> **EXTRACTED TEXT**
....
Department stores played a key role in mall development, often serving as anchor tenants. Mall developers offered incentives to attract these stores, creating a mutually beneficial relationship that supported the growth of both malls and department store chains during the postwar era.

During the postwar period, regional department stores grew across the United States. In New York City, major stores included Macy's, Bloomingdale's, Lord & Taylor, Gimbels, and Abraham & Straus. Boston had Jordan Marsh and Filene's, while Chicago was home to Marshall Field's and Carson Pirie Scott. In Atlanta, Rich's and Davison's were prominent. Each store developed a distinct identity, with some known for specific departments such as toys, books, or fashion, and many featuring in-store tearooms or restaurants.

These stores typically began in downtown areas and expanded into suburban locations after World War II. Shopping at department stores was often considered a special occasion, and many families dressed formally for visits. The stores offered a wide range of products, including clothing, footwear, furniture, appliances, kitchenware, sporting goods, and home textiles.

=== Digital era (1990s-present) ===
In the 1990s, retail shifted through mergers and the growth of digital technology. Many regional department stores in the United States faced pressure from national chains and specialty retailers. This competition led to a series of mergers and acquisitions, as companies consolidated to reduce costs, centralize operations, and strengthen national brands.

Some smaller retailers, such as Proffitt's in the southern United States, played a major role in consolidation. From 1988 to 1998, Proffitt's expanded by 340 stores and added 31.6 million square feet of retail space. By 1999, its revenue exceeded $6.4 billion, following its acquisition of Saks Holdings in 1998.

The trend continued into the early 2000s. In 2005, May Department Stores and Federated Department Stores, which had reported 2004 sales of $14.4 billion and $15.6 billion respectively, merged to form a company that accounted for about 35% of U.S. department store sales. This marked a major change in an industry that had been restructuring for decades.

=== E-commerce revolution ===
In the early 2000s, e-commerce began to change the retail sector. Its impact was initially limited in areas such as groceries, where many consumers preferred in-person shopping, but it quickly reshaped other categories. Over the following two decades, e-commerce contributed to a shift from traditional stores to omnichannel retail, driven by new competition, technological advances, and changing consumer behavior.

The digital transformation of retail accelerated in the 2010s and 2020s. Retailers adopted technologies such as artificial intelligence for personalization, automated inventory systems, and data analytics. Digital tools were increasingly applied across both customer-facing and back-end operations.
....
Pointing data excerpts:

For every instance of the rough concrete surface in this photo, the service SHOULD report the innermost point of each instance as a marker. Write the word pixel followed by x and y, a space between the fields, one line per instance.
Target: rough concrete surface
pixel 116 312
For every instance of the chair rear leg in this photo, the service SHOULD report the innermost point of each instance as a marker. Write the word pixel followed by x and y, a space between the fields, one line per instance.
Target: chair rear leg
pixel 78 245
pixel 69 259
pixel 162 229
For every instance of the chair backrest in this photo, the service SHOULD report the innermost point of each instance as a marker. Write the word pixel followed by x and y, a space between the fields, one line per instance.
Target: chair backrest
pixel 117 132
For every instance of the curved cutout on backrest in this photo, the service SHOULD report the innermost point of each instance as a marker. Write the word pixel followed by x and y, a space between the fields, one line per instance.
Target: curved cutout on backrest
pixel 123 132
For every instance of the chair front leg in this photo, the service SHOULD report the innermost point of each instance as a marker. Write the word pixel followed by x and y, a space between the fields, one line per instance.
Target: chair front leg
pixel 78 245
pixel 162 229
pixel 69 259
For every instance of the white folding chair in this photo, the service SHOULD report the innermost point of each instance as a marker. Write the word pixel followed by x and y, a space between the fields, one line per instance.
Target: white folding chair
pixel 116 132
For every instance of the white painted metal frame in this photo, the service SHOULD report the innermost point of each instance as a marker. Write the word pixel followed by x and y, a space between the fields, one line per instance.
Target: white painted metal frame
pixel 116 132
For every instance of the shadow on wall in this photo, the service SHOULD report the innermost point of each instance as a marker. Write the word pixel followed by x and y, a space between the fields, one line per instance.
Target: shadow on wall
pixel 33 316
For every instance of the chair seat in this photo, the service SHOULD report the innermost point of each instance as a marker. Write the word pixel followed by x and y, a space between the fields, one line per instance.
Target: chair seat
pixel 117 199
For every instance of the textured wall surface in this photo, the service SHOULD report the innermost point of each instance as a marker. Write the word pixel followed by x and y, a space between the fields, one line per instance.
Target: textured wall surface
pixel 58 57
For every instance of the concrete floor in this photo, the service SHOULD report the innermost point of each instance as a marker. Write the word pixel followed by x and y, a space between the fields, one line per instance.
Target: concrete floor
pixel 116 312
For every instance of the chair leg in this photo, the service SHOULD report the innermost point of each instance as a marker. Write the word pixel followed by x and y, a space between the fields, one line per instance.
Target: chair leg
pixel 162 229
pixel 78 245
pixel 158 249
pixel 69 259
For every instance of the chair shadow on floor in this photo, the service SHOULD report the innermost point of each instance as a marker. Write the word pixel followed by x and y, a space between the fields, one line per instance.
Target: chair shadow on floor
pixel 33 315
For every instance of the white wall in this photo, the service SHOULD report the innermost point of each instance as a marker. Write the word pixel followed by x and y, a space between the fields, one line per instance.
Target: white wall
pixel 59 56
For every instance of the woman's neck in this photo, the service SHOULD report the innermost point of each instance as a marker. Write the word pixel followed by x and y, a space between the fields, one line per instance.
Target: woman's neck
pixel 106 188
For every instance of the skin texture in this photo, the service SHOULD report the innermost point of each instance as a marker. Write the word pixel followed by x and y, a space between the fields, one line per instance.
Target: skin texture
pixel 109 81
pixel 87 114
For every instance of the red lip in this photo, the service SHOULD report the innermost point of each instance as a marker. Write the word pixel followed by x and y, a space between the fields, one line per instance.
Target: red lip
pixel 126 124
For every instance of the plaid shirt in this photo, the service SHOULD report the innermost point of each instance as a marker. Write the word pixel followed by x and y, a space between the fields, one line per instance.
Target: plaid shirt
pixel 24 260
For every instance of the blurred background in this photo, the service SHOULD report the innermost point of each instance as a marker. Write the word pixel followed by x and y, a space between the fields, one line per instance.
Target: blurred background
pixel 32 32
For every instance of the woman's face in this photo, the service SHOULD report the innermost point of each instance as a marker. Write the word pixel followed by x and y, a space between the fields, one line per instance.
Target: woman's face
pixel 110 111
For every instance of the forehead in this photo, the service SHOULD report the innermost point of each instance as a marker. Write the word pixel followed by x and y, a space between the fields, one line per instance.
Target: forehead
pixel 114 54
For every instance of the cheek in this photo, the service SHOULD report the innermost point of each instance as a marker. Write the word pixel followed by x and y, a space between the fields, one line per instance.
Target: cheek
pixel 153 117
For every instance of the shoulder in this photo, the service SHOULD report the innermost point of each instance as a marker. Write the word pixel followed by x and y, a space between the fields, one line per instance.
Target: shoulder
....
> **EXERCISE SET**
a) List the department stores that the department store history text names as major stores in New York City.
b) Answer these questions from the department store history text:
(i) Which two department stores does it name as prominent in Atlanta?
(ii) In what year did Proffitt's acquire Saks Holdings?
(iii) What 2004 sales did Federated Department Stores report?
c) Return the stretch of the department store history text from "Some smaller retailers, such" through "restructuring for decades." without changing it.

> **SOLVED PROBLEMS**
a) Macy's, Bloomingdale's, Lord & Taylor, Gimbels, Abraham & Straus

b)
(i) Rich's and Davison's
(ii) 1998
(iii) $15.6 billion

c)
Some smaller retailers, such as Proffitt's in the southern United States, played a major role in consolidation. From 1988 to 1998, Proffitt's expanded by 340 stores and added 31.6 million square feet of retail space. By 1999, its revenue exceeded $6.4 billion, following its acquisition of Saks Holdings in 1998.

The trend continued into the early 2000s. In 2005, May Department Stores and Federated Department Stores, which had reported 2004 sales of $14.4 billion and $15.6 billion respectively, merged to form a company that accounted for about 35% of U.S. department store sales. This marked a major change in an industry that had been restructuring for decades.